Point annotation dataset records
--
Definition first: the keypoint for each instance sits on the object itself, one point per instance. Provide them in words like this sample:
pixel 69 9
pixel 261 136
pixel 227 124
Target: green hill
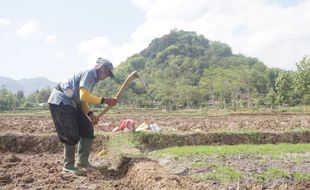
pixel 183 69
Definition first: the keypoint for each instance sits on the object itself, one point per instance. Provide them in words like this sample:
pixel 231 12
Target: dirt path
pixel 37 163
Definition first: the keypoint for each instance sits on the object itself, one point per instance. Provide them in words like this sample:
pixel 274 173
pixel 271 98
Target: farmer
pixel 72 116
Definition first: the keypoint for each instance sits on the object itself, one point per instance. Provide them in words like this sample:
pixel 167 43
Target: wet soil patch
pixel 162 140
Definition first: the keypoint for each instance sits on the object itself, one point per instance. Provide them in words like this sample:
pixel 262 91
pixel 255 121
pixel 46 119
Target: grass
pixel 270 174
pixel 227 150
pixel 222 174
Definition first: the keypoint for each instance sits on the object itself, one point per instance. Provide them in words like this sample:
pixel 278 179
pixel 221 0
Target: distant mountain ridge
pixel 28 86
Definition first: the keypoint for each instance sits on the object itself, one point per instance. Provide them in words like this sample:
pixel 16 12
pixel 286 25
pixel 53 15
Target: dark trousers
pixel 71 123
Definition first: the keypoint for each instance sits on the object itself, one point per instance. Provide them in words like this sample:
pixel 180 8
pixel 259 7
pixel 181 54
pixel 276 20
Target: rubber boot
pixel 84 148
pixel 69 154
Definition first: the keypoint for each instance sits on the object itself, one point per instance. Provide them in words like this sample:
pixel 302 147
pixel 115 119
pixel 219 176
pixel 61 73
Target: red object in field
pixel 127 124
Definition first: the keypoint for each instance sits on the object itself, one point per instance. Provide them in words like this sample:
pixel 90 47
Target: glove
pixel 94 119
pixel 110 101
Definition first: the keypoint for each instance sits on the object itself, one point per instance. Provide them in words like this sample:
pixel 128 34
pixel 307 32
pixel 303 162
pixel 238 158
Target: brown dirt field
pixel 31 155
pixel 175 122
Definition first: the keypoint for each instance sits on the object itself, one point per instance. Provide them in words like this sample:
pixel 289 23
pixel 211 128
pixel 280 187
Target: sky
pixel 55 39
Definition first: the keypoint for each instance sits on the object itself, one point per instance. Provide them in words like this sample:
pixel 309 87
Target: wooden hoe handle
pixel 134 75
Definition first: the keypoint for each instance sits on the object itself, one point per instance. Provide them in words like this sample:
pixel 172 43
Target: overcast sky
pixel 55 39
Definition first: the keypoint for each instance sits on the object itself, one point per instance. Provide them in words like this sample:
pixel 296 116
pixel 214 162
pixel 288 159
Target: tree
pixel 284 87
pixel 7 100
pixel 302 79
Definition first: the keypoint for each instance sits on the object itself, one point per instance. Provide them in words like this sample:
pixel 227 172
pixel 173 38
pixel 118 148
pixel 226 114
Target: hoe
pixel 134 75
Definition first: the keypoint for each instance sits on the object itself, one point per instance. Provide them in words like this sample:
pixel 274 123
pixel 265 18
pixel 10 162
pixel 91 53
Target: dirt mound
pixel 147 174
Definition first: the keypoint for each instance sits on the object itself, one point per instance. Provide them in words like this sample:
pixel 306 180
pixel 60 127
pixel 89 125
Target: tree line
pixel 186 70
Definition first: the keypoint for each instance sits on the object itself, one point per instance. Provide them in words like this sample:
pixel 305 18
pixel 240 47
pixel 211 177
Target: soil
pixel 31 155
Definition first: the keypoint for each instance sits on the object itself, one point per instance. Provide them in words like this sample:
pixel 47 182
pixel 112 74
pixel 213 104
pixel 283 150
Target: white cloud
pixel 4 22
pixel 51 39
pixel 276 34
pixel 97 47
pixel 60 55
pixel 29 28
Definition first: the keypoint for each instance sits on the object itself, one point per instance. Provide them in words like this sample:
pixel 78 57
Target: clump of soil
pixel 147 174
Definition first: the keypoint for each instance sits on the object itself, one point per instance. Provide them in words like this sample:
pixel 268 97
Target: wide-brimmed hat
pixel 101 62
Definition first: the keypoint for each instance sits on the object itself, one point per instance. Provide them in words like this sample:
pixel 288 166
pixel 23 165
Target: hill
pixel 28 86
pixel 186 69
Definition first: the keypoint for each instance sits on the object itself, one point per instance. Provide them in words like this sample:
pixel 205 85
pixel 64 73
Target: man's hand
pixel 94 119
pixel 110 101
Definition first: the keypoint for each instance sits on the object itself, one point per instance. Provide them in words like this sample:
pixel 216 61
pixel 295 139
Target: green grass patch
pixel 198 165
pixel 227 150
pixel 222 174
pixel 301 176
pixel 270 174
--
Write out all of the records again, replacing each "Target" with "Object" and changing nothing else. Leave the pictures out of your answer.

### Result of the task:
Definition first: the keypoint for each instance sits on the object itself, one point per instance. Provide them in words like this sample:
pixel 69 9
pixel 261 136
pixel 227 124
Object: green hill
pixel 183 69
Definition first: the keypoint for each instance sits on the object itself, one point per instance. Provide them in words like this sample:
pixel 231 12
Object: dirt path
pixel 37 163
Definition first: the keypoint for each instance sits on the object itself, one point per instance. Provide them in words like this sample:
pixel 274 173
pixel 271 98
Object: farmer
pixel 72 116
Definition first: the keypoint for each instance sits on the object itself, one point per instance. Provide them in words like this sample:
pixel 167 43
Object: wet soil patch
pixel 162 140
Definition first: the keypoint for each instance sits on the object itself, one point per instance. Provide them in words like this sample:
pixel 262 91
pixel 255 121
pixel 46 119
Object: grass
pixel 270 174
pixel 227 150
pixel 222 174
Definition first: the keypoint for each instance sits on the object itself, one point per instance. Provide them in words like this sample:
pixel 278 179
pixel 221 0
Object: distant mountain ridge
pixel 28 86
Definition first: the keypoint for each instance sits on the object itself, one point per instance. Provide them in words like this sample:
pixel 16 12
pixel 286 25
pixel 53 15
Object: dark trousers
pixel 71 123
Definition first: the keypoint for each instance sits on the object itself, one point per instance. Provide them in words like this sample:
pixel 180 8
pixel 259 7
pixel 181 54
pixel 276 20
Object: rubber boot
pixel 84 148
pixel 69 154
Definition first: the keypoint for each instance sits on the object itself, one point per instance. Provide them in words like this sample:
pixel 302 147
pixel 115 119
pixel 219 176
pixel 61 73
Object: red object in field
pixel 127 124
Definition first: the keypoint for each instance sits on the object itself, one point per instance. Provide them in words like this sample:
pixel 90 47
Object: glove
pixel 94 119
pixel 110 101
Definition first: the keypoint for each instance sits on the object itself, one point per instance. Provide them in words like this sample:
pixel 128 34
pixel 307 32
pixel 303 162
pixel 238 158
Object: brown dirt field
pixel 31 155
pixel 175 122
Definition first: the keypoint for each instance sits on the object itself, one point per instance. Provide them in words like this sample:
pixel 289 23
pixel 211 128
pixel 280 187
Object: sky
pixel 55 39
Definition first: the keypoint for each instance sits on the object itself, one point per instance. Provide them in words like this sample:
pixel 309 87
Object: wooden hoe handle
pixel 134 75
Definition first: the keypoint for each instance sits on the object itself, one point per instance. Provide them in words like this sample:
pixel 172 43
Object: overcast sky
pixel 55 39
Definition first: the keypoint for each instance sits on the object itself, one point per instance. Provide them in words like this sample:
pixel 296 116
pixel 214 162
pixel 288 159
Object: tree
pixel 284 87
pixel 7 100
pixel 302 79
Definition first: the keypoint for each instance sits on the object itself, one point per instance. Provide them in words like this sample:
pixel 227 172
pixel 173 38
pixel 118 148
pixel 226 114
Object: hoe
pixel 134 75
Definition first: the keypoint for each instance sits on the object itself, one point per instance. Provide them in words like this sample:
pixel 274 123
pixel 265 18
pixel 10 162
pixel 91 53
Object: dirt mound
pixel 147 174
Definition first: the keypoint for each instance sits on the object itself, one point per instance. Provide them in words like this sample:
pixel 306 180
pixel 60 127
pixel 89 125
Object: tree line
pixel 186 70
Definition first: the keypoint for each instance sits on the object itself, one point per instance. Provide them in words like this sample:
pixel 305 18
pixel 240 47
pixel 211 177
Object: soil
pixel 31 155
Definition first: the keypoint for each instance sits on the object itself, one point per instance. Provide them in words like this sample:
pixel 47 182
pixel 112 74
pixel 213 104
pixel 283 150
Object: white cloud
pixel 4 22
pixel 51 39
pixel 276 34
pixel 97 47
pixel 60 55
pixel 29 28
Definition first: the keypoint for each instance sits on the object itself, one point per instance. Provide them in words like this sample:
pixel 78 57
Object: clump of soil
pixel 147 174
Definition first: the keypoint for each instance sits on the object itself, one point per instance. Provide them in words like this sample:
pixel 268 97
Object: wide-brimmed hat
pixel 101 62
Definition first: the keypoint for each instance sits on the object itself, one point per instance. Provide them in words like this sample:
pixel 288 166
pixel 23 165
Object: hill
pixel 28 86
pixel 186 69
Definition first: the keypoint for each instance sits on the object itself, one point per instance. Provide them in words like this sample:
pixel 205 85
pixel 64 73
Object: man's hand
pixel 94 119
pixel 110 101
Definition first: the keypoint for each instance sits on the object itself, one point per instance. Provide them in words like this sample:
pixel 216 61
pixel 295 139
Object: green grass patch
pixel 198 165
pixel 227 150
pixel 222 174
pixel 301 176
pixel 270 174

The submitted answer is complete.